Given problem =>
From the court memorandum below, write out the passage starting at "MEMORANDUM AND ORDER" and ending at "sponte. We affirm.", word for word.

MEMORANDUM AND ORDER PURSUANT TO RULE 1:28
After a jury trial in Superior Court, the defendant Jose Gomes was convicted of possession of a class B substance (cocaine) with intent to distribute, pursuant to G. L. c. 94C, § 32A (c).2 On appeal, the defendant contends that the judge (i) erroneously denied his motion to suppress because the defendant was subject to custodial interrogation prior to receiving a Miranda warning and (ii) failed to give a missing evidence instruction sua sponte. We affirm.
1. Motion to suppress. Shortly after 4:00 a.m., on May 24, 2014, New Bedford Police Officer Jaime Wotton received a report from the defendant's girlfriend that the defendant had arrived at her home intoxicated, refused to leave, and threatened her if she did not drop charges stemming from a G. L. c. 209A restraining order that she had obtained against him approximately three weeks earlier.3 Distraught and fearful, she asked Wotton to help her remove the defendant and provided the keys to her apartment. Believing he had probable cause that the defendant had committed witness intimidation, Wotton went with New Bedford Police Officer Daniel Sweeney to the girlfriend's residence. They found the defendant asleep in a second-floor bedroom where, in plain view, Sweeney observed a sandwich box from which protruded a sandwich-sized baggie containing approximately 120 smaller baggies of crack cocaine. The officers awakened the defendant and handcuffed him.
At the time of his arrest, the defendant wore only underwear. The officers asked him to put on a pair of jogging pants. The defendant initially refused, but upon the officers' insistence, he agreed to wear the jeans that were draped over a chair in the adjoining room. Officer Sweeney retrieved the jeans, checked the pockets for weapons, and found almost $4000 in currency and four small baggies of crack cocaine. The defendant was not read his Miranda rights until he was at the police station, where, during the booking procedure, he insisted that he was on the lease of the apartment in which he was arrested.
Miranda warnings are required for custodial interrogation. See Commonwealth v. Torres, 424 Mass. 792, 796 (1997). Custodial interrogation exists when “a person in custody is subjected to either express questioning or its functional equivalent.” Id. at 797, quoting Rhode Island v. Innis, 446 U.S. 291, 300-301 (1980). “Functional equivalent” encompasses “any words or actions on the part of the police (other than those normally attendant to arrest and custody) that the police should know are reasonably likely to elicit an incriminating response from the suspect” (quotations omitted).4 Torres, supra, quoting Innis, supra at 301.

Collected data =>
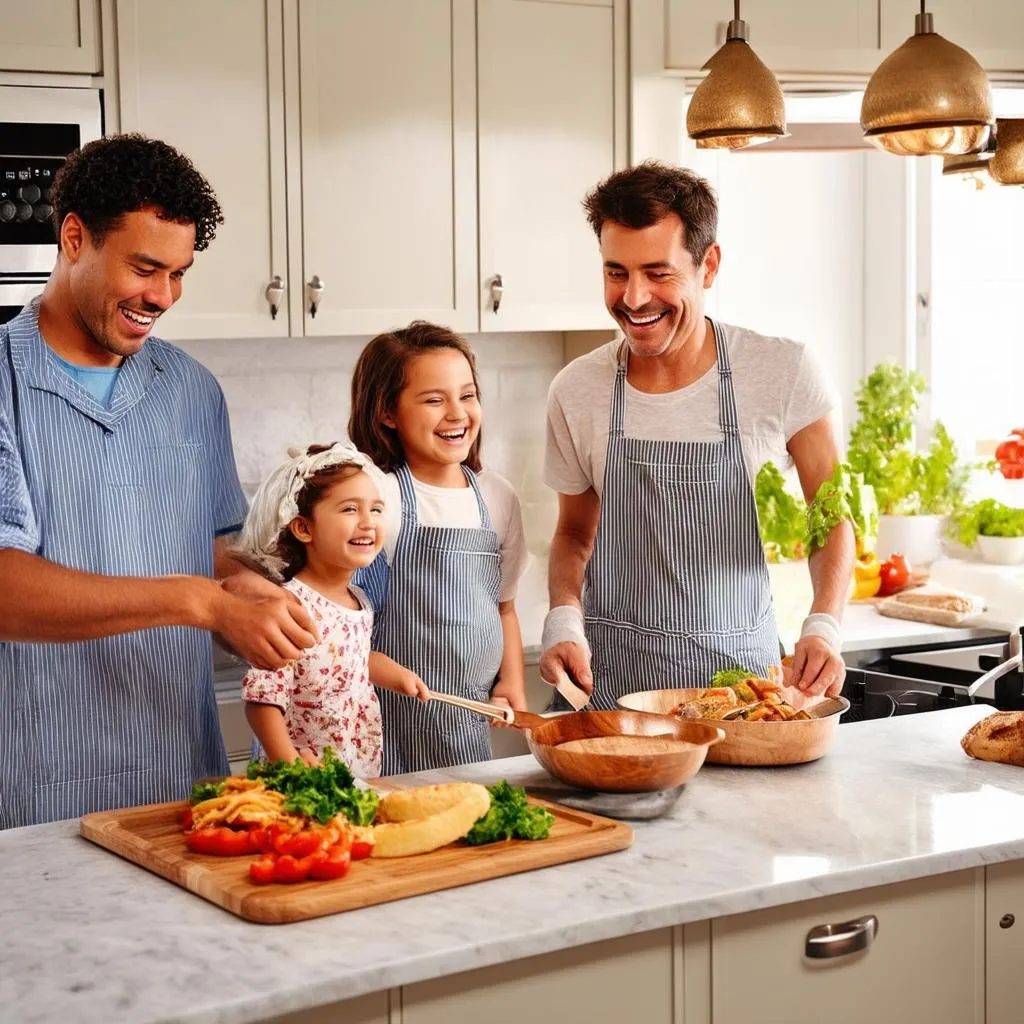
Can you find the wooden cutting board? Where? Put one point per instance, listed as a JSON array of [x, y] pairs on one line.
[[153, 838]]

Exercise response =>
MEMORANDUM AND ORDER PURSUANT TO RULE 1:28
After a jury trial in Superior Court, the defendant Jose Gomes was convicted of possession of a class B substance (cocaine) with intent to distribute, pursuant to G. L. c. 94C, § 32A (c).2 On appeal, the defendant contends that the judge (i) erroneously denied his motion to suppress because the defendant was subject to custodial interrogation prior to receiving a Miranda warning and (ii) failed to give a missing evidence instruction sua sponte. We affirm.